Exercise text:
New research clarifies how white fat, which stores excess energy, can become brown fat, which dissipates energy through the production of heat.
This process, called “beigeing,” is initiated in humans and other mammals in response to cold conditions as the body attempts to maintain proper temperature. After an initial shivering response to cold, a nonshivering phase occurs, in which brown adipose tissue (BAT), or brown fat is activated for heat production through a process called thermogenesis.
The research presents an opportunity to harness the temperature-regulating (or thermogenic) potential of these tissues in the fight against obesity and type 2 diabetes, says biology professor Hang Shi of Georgia State University.
“Obesity is all about the energy imbalance caused by energy/food intake that exceeds energy expenditure,” he says. “By activating the sympathetic nerves that control white adipose tissue, we can increase the expenditure of energy in the body.”
While many past studies have examined the genetic factors that regulate the function of brown fat in the body, Shi and his team are looking at the role epigenetic mechanisms play in the process. Epigenetics is the study of changes in organisms that result from how the environment affects the ways genes express an individual’s genetic code rather than alteration of the genetic code itself.

(Records taken from a dataset)
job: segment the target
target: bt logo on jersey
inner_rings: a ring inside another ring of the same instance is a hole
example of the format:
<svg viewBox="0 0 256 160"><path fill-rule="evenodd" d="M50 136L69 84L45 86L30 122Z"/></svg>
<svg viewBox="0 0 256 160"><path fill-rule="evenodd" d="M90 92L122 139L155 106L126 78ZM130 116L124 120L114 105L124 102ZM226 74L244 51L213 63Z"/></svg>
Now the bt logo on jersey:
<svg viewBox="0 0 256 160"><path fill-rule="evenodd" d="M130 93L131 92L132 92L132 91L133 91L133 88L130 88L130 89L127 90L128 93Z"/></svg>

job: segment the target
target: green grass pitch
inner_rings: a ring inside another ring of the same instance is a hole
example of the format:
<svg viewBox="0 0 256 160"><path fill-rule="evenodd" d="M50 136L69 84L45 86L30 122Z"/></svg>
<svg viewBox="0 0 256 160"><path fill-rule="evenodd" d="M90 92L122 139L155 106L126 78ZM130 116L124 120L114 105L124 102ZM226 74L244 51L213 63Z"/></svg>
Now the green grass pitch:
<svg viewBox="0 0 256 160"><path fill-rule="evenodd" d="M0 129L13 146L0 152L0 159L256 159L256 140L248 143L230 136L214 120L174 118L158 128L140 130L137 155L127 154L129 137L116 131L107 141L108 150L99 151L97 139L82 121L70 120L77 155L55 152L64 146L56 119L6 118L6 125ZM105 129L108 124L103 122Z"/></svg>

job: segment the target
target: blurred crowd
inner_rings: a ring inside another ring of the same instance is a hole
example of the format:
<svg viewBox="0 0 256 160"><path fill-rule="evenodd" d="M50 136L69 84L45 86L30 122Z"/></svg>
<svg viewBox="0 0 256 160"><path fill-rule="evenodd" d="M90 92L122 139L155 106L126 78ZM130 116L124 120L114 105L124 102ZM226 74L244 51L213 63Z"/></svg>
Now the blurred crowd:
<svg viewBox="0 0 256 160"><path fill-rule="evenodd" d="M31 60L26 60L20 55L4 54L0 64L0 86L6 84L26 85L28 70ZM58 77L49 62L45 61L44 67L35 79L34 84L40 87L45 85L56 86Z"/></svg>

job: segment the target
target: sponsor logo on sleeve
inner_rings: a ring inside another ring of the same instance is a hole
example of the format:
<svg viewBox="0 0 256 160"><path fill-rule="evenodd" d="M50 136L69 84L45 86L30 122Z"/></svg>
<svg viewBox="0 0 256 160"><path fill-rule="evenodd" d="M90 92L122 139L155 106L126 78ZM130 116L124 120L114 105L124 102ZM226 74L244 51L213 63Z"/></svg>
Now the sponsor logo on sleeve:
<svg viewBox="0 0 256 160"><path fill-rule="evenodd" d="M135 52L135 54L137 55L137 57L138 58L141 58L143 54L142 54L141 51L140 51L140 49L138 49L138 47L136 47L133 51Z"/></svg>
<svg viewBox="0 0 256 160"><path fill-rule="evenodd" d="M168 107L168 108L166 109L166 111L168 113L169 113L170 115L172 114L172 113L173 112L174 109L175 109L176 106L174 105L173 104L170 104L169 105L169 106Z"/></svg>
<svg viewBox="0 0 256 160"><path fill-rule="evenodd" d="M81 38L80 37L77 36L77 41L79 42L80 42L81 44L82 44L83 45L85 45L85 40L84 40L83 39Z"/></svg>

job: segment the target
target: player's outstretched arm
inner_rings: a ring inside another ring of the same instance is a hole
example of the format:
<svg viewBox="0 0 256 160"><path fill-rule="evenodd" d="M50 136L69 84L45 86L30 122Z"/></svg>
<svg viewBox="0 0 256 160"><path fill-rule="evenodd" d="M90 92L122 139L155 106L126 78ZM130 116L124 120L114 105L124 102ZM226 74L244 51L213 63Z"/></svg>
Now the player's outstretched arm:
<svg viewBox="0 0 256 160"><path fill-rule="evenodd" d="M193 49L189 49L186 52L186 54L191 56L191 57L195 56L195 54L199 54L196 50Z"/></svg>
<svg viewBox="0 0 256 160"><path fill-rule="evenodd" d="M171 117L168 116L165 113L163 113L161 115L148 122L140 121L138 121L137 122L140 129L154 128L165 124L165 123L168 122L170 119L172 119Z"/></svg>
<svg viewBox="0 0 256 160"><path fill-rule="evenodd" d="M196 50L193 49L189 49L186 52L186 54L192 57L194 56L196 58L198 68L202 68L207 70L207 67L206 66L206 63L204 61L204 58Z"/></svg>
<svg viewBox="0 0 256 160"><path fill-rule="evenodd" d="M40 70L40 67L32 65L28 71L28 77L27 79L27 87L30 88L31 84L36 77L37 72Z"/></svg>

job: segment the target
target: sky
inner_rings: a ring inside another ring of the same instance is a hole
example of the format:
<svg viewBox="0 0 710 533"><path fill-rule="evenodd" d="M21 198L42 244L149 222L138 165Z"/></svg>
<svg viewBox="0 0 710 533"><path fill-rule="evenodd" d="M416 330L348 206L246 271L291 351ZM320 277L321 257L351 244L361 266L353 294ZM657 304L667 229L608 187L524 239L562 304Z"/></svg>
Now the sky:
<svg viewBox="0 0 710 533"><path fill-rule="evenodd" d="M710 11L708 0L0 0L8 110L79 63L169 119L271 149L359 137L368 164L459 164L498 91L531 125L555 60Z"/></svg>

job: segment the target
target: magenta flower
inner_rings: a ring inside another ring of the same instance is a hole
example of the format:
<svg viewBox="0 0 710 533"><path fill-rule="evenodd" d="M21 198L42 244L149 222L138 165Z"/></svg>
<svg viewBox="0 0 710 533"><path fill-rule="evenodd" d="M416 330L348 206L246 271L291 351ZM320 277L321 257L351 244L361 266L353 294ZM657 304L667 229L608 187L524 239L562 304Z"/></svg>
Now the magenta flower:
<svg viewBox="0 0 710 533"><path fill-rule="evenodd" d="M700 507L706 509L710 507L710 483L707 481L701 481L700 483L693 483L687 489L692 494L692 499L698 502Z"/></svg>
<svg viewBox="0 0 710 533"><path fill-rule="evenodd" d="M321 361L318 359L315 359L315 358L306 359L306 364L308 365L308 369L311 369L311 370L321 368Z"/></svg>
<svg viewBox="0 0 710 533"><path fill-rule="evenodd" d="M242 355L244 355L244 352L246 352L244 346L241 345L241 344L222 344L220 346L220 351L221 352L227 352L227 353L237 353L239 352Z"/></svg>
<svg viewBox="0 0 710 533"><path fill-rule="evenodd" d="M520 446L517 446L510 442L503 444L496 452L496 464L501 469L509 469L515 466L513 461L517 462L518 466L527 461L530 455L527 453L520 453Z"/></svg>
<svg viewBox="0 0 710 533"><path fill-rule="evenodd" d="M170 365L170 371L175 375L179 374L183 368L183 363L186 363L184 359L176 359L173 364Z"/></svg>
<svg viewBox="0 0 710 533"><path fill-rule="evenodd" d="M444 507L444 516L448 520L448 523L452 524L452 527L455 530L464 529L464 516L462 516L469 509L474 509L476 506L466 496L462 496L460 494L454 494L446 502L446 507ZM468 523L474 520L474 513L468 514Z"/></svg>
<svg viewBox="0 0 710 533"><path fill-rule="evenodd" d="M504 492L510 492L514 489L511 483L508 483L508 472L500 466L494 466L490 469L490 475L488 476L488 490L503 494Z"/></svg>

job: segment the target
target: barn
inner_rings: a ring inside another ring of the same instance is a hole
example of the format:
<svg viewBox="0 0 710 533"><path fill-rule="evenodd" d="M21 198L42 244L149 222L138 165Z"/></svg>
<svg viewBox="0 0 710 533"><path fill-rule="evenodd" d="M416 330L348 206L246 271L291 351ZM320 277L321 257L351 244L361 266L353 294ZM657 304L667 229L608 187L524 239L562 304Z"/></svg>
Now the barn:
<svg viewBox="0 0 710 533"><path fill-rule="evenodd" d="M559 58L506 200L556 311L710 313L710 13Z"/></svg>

To do:
a: In the text on white and brown fat, give the passage from "This process, called" to "process called thermogenesis." again, swapping "heat production" for "warmth generation".
b: Write the next part of the text on white and brown fat, picking up after its final sentence.
The data plays no part here.

Results for each task:
a:
This process, called “beigeing,” is initiated in humans and other mammals in response to cold conditions as the body attempts to maintain proper temperature. After an initial shivering response to cold, a nonshivering phase occurs, in which brown adipose tissue (BAT), or brown fat is activated for warmth generation through a process called thermogenesis.

b:
For the study in Physiological Reports, Shi and his collaborators injected laboratory mice with a chemical neurotoxin to allow them to study how sympathetic nerves regulate beige cell formation in increasingly cold temperatures. The researchers were surprised to observe that the mice were able to compensate for a lack of functional brown fat by converting white fat to beigeing adipose cells, thereby maintaining a normal body temperature.
“Our previous work demonstrated the importance of brown fat function in energy metabolism,” Shi says. “But the current study builds on that and shows that a loss of brown fat function is not fatal in cold temperatures. We see that this loss of brown fat can be compensated by the beigeing of white fat cells through the sympathetic nerves.
Shi’s lab is now exploring the epigenetic pathways that may mediate the development of obesity. The team will focus on brown fat, a mitochondria-packed tissue that burns energy rather than storing it, as white fat does. Mitochondria are the parts of cells that turn sugars, fats, and proteins into forms of chemical energy.